Texte source:
----
Je ne dis rien de la mission ou vocation ; seulement je remarque que les Evesques ont non seulement la mission, mais ilz en ont les sources ministerielles, et les autres predicateurs n'en ont que les ruysseaux. C'est leur premiere et grande charge ; on le leur dit en les consacrant. Ilz reçoivent a cet effect une grace speciale en la consecration, laquelle ilz doivent rendre fructueuse. Saint Paul (1 Co 9,16) en cette qualité s'escrie : Malheur a moy si jen'evangelize. Le Concile de Trente : " C'est" dit il, " le principal devoir de l'Evesque que de prescher." Cette consideration nous doit donner courage, car Dieu en cet exercice nous assiste specialement ; et c'est merveille combien la predication des Evesques a un grand pouvoir au prix de celle des autres predicateurs. Pour abondans que soyent les ruysseaux, on se plaist de boire a la source.

Quant a la doctrine, il faut qu'elle soit suffisante, et n'est pas requis qu'elle soit excellente. Saint François n'estoit pas docte, et neanmoins grand et bon predicateur, et en nostre aage, le bienheureux Cardinal Borromee n'avoit de science que bien fort mediocrement : toutefois il faisoit merveilles. J'en sçai cent exemples. Un grand homme de lettres (et c'est Erasme) a dit que le meilleur moyen d'apprendre et de devenir sçavant c'est d'enseigner ; en preschant on devient prescheur. Je veux seulement dire ce mot : le predicateur sçait tous-jours asses quand il ne veut pas paroistre de sçavoir plus que ce qu'il sçait. Ne sçaurions-nous bien parler du mystere de la Trinité ? n'en disons rien. Ne sommes nous pas asses versés pour expliquer l' ln principio de saint Jan ? laissons-le la ; il ne manque pas d'autres matieres plus utiles. Il n'est pas question qu'on fasse tout.
----
Données extraites:
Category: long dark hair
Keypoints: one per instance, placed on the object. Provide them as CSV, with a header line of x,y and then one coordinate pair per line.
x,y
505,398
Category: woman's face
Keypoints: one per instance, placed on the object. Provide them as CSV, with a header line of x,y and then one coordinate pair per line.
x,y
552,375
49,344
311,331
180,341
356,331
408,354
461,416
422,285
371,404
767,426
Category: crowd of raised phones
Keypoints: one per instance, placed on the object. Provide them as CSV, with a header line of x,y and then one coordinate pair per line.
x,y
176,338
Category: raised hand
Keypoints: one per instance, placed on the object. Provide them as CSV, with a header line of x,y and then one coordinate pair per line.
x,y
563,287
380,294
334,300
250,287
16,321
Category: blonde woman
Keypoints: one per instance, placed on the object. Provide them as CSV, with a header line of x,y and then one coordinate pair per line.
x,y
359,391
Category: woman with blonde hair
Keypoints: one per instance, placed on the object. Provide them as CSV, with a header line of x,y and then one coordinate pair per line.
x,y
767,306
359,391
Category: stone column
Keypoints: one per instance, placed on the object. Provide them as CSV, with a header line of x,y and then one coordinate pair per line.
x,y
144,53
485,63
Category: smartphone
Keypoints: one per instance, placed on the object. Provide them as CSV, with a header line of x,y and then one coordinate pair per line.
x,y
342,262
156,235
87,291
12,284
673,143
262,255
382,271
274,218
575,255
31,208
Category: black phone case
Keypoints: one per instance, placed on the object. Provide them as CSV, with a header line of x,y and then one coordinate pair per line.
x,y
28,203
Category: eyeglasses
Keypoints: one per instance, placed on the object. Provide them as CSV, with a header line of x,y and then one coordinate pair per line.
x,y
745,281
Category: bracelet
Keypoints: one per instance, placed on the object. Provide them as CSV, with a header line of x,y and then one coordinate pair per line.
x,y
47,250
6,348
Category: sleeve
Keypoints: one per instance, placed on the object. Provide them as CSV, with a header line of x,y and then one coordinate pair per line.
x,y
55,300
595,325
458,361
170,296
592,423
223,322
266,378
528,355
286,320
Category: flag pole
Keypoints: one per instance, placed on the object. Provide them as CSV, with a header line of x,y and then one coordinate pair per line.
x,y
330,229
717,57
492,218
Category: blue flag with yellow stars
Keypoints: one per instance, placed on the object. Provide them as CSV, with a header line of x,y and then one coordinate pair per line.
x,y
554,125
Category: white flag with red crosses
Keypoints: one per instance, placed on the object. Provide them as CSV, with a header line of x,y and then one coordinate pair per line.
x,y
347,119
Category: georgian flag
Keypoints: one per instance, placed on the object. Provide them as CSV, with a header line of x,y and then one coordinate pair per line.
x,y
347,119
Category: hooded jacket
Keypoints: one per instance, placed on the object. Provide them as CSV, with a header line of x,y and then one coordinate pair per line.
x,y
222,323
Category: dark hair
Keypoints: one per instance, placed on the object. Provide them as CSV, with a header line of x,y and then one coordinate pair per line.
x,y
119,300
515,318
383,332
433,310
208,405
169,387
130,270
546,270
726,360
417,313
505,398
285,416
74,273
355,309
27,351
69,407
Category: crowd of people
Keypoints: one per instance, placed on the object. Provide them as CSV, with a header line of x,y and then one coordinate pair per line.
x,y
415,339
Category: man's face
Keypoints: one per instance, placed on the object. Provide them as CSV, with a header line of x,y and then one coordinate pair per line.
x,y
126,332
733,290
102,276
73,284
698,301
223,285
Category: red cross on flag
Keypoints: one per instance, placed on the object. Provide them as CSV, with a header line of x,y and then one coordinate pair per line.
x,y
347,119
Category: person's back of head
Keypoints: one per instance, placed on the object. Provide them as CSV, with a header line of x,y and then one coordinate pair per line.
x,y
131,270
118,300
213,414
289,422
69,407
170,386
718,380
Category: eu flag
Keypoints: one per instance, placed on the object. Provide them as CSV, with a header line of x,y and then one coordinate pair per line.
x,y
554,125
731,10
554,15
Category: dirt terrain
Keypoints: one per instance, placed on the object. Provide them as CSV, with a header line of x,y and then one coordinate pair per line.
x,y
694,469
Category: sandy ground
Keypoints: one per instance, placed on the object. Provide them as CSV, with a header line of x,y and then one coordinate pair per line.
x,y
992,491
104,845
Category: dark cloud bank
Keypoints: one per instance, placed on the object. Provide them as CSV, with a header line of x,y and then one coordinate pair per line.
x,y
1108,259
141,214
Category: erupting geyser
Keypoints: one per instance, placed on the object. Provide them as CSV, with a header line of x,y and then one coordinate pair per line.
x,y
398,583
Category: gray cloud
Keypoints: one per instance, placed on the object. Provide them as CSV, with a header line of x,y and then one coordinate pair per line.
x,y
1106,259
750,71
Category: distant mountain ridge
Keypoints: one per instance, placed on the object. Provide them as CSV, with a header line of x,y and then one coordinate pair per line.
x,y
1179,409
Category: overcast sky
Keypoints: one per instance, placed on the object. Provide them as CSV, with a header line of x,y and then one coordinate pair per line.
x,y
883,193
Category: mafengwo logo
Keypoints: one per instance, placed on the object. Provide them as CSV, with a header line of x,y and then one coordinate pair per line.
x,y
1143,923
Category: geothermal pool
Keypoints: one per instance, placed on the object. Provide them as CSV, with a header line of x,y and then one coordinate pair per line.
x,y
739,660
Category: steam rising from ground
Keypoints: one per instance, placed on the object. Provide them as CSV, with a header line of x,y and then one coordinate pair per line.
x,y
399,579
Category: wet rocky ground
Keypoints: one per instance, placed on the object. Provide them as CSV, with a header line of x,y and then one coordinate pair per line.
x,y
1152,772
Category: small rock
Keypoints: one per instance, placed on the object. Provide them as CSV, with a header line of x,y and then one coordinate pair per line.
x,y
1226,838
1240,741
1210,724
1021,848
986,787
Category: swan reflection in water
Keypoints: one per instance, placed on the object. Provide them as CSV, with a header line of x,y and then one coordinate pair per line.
----
Tâches à réaliser:
a) D'après le texte sur la prédication, quel est le principal devoir de l'évêque selon le Concile de Trente ?
b) Dans le texte sur la prédication, recopiez le passage qui va de « Je ne dis rien » jusqu'à « a la source. » inclus, en substituant « prélats » à « Evesques ».

Réponses dans l'ordre:
a) Le principal devoir de l'évêque est de prêcher.

b)
Je ne dis rien de la mission ou vocation ; seulement je remarque que les prélats ont non seulement la mission, mais ilz en ont les sources ministerielles, et les autres predicateurs n'en ont que les ruysseaux. C'est leur premiere et grande charge ; on le leur dit en les consacrant. Ilz reçoivent a cet effect une grace speciale en la consecration, laquelle ilz doivent rendre fructueuse. Saint Paul (1 Co 9,16) en cette qualité s'escrie : Malheur a moy si jen'evangelize. Le Concile de Trente : " C'est" dit il, " le principal devoir de l'Evesque que de prescher." Cette consideration nous doit donner courage, car Dieu en cet exercice nous assiste specialement ; et c'est merveille combien la predication des prélats a un grand pouvoir au prix de celle des autres predicateurs. Pour abondans que soyent les ruysseaux, on se plaist de boire a la source.